# [WORK TO COMPLETE]
1. According to the commentary on crypto miners, why is the cost of creating fraudulent statistics much lower for those mining at scale?
2. From the commentary on crypto miners, reproduce word for word the stretch from "when you're paying" through "stop buying it.".

# [PROVIDED TEXT]

'''

The entire space rests on the metrics generated at the whim of perhaps a hundred or two extremely (crypto-)influential individuals who are all affiliated with one another and whose incentives and behaviors are highly correlated even when that affiliation is weak or antagonistic. I'm referring here to the large established miners, both public and dark (i.e. bot farm based, corrupting gov. officials, etc.) As well as the pools that they pretend not to control, and to a lesser extent the operators of the larger exchanges - although they are not nearly as free to move in recent years as the miners still are. It's no accident in miners are extremely publicity shy.

This group, which behaves like a cartel so it's reasonable to think about it as one, self-generates nearly every metric used to determine the size and depth of the entire industry. The fees and other costs to create fraudulent statistics would be impossible for anyone who is not a miner to swallow, but if you're mining at scale there is an enormous discount - because an inverse scale fraction of those fees are paid to yourselves.

Transaction volume, price, number of nodes, number of accounts, velocity of funds, everything that is used to construct a picture of the real human interest in this market via the lens of virtual numbers that describe it is completely under the control of a few people. Although some of them are more regulated today than they were in the past, for a good part of a decade there was effectively no oversight into how any of these operations worked, and they were free to openly front run the market, buy electricity at substantially corruption-reduced cost or just outright steal it- and again in the early days this paid off extraordinarily well because early large block rewards could be sat on and held until they bubble-appreciate several thousand of percent above acquisition cost.

when you're paying reduced (or nearly zero) cost for your production infrastructure you don't need to sell all of your product right away, and you thereby accumulate a future war chest to create a market 'bottom' anytime liquidity gets a little bit too loose for your liking: simply slow-roll selling new block rewards and voila, price stabilizes. Your carefully managed low public profile lets the media and public fill in their own self-serving explanation, which is that the public must be crazy about this stuff it cant stop buying it.

'''

# [RECORDED INFORMATION]
'''

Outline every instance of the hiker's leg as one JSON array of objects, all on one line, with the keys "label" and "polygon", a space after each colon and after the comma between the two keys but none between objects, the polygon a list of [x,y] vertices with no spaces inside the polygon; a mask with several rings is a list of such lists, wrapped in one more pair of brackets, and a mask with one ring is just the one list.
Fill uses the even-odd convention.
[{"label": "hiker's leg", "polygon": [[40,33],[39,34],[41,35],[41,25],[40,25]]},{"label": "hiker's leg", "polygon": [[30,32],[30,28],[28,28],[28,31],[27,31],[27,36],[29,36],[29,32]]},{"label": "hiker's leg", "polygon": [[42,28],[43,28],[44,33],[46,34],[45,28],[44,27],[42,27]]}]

'''

# [RESULTS FOR THE EXERCISE]
1. An inverse scale fraction of those fees is paid back to the miners themselves.

2.
when you're paying reduced (or nearly zero) cost for your production infrastructure you don't need to sell all of your product right away, and you thereby accumulate a future war chest to create a market 'bottom' anytime liquidity gets a little bit too loose for your liking: simply slow-roll selling new block rewards and voila, price stabilizes. Your carefully managed low public profile lets the media and public fill in their own self-serving explanation, which is that the public must be crazy about this stuff it cant stop buying it.